PROBLEM STATEMENT
Collect each line in the material below that contains the word "chair".

Items from a labeling collection
==============================

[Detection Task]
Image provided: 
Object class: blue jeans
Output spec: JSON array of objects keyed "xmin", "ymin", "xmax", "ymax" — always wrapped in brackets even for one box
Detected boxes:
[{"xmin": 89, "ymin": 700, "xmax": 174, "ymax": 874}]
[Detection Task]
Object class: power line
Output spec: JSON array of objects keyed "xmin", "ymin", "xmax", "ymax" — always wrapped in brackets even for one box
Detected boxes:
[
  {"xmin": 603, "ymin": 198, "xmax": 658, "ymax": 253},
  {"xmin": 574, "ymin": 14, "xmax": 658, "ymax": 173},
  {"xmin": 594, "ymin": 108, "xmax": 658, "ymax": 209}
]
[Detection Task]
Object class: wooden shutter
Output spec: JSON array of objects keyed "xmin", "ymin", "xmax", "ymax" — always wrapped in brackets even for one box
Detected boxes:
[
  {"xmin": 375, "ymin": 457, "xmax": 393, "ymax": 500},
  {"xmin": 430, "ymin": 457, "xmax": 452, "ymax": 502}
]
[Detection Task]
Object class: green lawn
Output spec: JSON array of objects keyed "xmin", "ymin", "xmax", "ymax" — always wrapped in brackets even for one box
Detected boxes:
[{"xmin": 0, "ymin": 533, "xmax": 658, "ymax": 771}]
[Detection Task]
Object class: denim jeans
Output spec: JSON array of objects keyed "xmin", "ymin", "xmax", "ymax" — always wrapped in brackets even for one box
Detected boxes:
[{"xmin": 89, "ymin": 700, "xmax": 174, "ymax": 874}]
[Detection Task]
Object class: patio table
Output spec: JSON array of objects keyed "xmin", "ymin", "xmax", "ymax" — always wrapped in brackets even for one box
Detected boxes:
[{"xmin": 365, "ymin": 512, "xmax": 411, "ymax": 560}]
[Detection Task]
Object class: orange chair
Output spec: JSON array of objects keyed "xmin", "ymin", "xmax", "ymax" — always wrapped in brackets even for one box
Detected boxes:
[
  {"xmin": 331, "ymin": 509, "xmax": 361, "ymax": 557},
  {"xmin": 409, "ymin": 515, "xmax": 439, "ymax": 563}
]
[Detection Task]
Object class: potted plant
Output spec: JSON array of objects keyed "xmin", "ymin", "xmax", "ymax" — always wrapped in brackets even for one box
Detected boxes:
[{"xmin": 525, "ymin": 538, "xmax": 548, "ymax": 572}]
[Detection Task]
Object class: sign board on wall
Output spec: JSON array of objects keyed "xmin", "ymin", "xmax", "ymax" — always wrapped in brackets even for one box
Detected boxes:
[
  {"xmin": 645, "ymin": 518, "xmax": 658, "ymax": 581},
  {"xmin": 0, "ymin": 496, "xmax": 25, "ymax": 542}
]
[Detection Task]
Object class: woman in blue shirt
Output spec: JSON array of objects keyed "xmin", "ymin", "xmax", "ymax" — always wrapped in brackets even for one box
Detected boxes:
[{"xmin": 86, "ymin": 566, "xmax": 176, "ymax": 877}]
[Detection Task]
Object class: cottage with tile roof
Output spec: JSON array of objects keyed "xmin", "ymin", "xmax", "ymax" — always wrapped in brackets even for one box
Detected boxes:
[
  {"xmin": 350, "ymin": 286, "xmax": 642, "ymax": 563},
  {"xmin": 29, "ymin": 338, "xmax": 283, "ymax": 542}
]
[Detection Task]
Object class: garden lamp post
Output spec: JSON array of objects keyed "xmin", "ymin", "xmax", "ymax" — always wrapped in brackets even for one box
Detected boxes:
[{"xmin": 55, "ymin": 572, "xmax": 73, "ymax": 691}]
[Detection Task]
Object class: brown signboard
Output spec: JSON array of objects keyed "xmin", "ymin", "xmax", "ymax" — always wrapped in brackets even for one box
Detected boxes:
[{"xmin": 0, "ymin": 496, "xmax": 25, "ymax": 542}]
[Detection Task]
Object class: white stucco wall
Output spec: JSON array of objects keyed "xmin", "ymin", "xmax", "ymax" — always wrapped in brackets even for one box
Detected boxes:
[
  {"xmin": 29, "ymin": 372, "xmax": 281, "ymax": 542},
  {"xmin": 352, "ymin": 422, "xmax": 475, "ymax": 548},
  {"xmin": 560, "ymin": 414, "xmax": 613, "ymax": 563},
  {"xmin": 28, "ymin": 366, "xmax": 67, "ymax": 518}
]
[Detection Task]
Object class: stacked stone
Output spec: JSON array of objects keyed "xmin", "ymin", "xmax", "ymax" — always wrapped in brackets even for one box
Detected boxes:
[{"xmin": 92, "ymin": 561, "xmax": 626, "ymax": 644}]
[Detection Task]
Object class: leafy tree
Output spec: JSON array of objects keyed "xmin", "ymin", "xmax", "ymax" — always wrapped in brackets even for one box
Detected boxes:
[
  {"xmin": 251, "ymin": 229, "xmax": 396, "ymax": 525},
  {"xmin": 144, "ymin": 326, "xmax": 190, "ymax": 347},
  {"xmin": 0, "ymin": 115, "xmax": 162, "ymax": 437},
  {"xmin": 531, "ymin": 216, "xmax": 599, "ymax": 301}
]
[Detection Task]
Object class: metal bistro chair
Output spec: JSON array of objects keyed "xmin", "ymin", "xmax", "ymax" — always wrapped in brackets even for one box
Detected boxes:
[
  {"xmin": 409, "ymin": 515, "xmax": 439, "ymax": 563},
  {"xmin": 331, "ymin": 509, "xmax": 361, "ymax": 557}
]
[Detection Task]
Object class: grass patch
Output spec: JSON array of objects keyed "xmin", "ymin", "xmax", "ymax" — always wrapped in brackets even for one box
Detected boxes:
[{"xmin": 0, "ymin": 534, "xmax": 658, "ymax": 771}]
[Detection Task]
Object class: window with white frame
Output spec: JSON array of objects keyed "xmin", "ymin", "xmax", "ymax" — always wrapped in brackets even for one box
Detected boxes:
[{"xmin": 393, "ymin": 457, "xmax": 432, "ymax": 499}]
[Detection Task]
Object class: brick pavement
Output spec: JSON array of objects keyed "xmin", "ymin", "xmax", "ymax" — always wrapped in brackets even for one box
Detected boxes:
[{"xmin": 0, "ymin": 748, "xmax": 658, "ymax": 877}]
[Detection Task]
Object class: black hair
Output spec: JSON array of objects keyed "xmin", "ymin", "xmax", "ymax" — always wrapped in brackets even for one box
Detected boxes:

==============================

OUTPUT OF THE TASK
Object class: orange chair
Object class: metal bistro chair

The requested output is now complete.